* EXERCISE INSTRUCTIONS
Would you write out the lines from the one containing "Indicate the concrete" to the end of the records below, exactly and in full, please?

* EXCERPTED DATA

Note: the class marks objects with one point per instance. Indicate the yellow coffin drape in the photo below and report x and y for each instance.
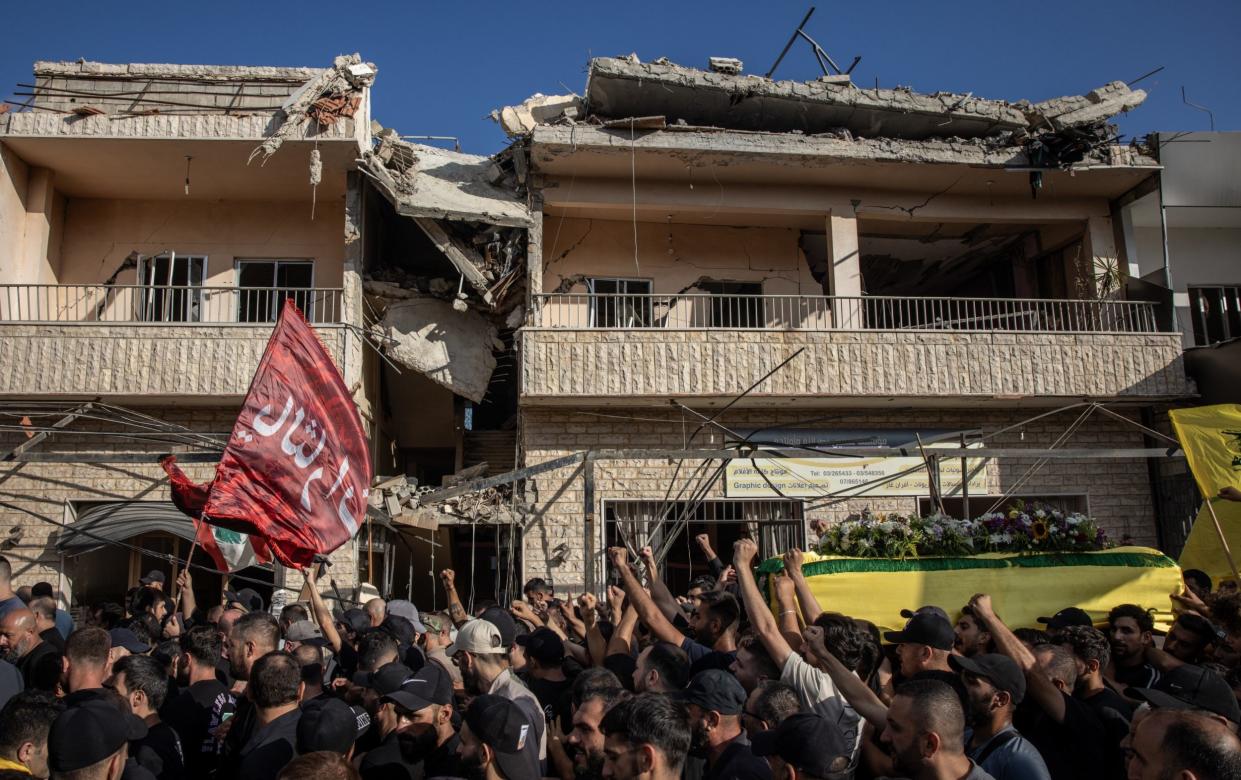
(1024, 587)
(1211, 439)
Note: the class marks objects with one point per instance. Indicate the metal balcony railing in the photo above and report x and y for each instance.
(822, 313)
(91, 304)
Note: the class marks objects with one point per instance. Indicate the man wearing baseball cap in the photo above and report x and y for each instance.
(994, 686)
(498, 740)
(425, 707)
(715, 701)
(1065, 618)
(91, 739)
(925, 642)
(483, 659)
(804, 745)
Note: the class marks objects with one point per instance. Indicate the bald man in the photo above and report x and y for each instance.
(1184, 744)
(37, 661)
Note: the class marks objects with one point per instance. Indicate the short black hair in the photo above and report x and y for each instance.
(273, 681)
(202, 644)
(536, 584)
(652, 719)
(372, 646)
(1088, 644)
(722, 607)
(937, 708)
(844, 639)
(1141, 616)
(595, 682)
(1199, 578)
(111, 614)
(147, 675)
(26, 717)
(670, 662)
(776, 702)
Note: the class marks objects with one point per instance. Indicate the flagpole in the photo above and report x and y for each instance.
(1224, 542)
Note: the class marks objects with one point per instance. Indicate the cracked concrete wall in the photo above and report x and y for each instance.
(674, 257)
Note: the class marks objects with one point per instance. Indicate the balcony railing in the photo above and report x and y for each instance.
(91, 304)
(822, 313)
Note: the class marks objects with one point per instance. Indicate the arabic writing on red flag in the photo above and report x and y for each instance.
(295, 473)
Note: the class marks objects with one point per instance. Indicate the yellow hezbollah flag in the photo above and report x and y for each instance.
(1211, 439)
(1024, 585)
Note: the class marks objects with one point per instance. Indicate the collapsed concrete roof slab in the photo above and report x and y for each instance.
(621, 87)
(425, 181)
(452, 347)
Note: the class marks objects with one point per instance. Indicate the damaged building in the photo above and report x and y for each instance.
(529, 335)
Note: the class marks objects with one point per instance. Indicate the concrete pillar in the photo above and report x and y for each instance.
(36, 263)
(1100, 249)
(844, 268)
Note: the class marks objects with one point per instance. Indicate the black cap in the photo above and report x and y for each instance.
(1000, 671)
(127, 639)
(807, 742)
(716, 691)
(1190, 687)
(504, 727)
(354, 619)
(542, 645)
(89, 732)
(925, 629)
(430, 686)
(154, 576)
(330, 724)
(386, 678)
(501, 620)
(1067, 616)
(930, 609)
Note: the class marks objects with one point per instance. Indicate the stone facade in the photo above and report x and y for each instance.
(1117, 492)
(634, 365)
(138, 360)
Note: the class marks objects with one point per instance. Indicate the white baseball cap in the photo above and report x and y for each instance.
(478, 636)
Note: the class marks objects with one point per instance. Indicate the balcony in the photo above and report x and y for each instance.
(640, 349)
(145, 340)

* THE ANSWER
Note: the class marks objects with one point per instance. Indicate the concrete pillar in the photo above and report x and y for each instance.
(36, 263)
(1100, 249)
(844, 268)
Note: the class marks objects with one point per instance. Indicate the black cap in the photo above and report x and y for each instance.
(1000, 671)
(127, 639)
(807, 742)
(716, 691)
(1190, 687)
(504, 727)
(354, 619)
(542, 645)
(89, 732)
(925, 629)
(430, 686)
(154, 576)
(330, 724)
(386, 678)
(501, 620)
(1067, 616)
(930, 609)
Note: the class marks objects with one point per instance. Indicate the stone facade in the photo above and report x and y for each instance.
(1117, 492)
(634, 365)
(138, 360)
Note: the class marks objects with one point per instance. Indicate the white baseball cap in the photo above and report x and y for each instance.
(478, 636)
Note: the class marks objects with one point per instance. Indicate the balcony in the photo above and report x and y for each instance.
(640, 349)
(145, 340)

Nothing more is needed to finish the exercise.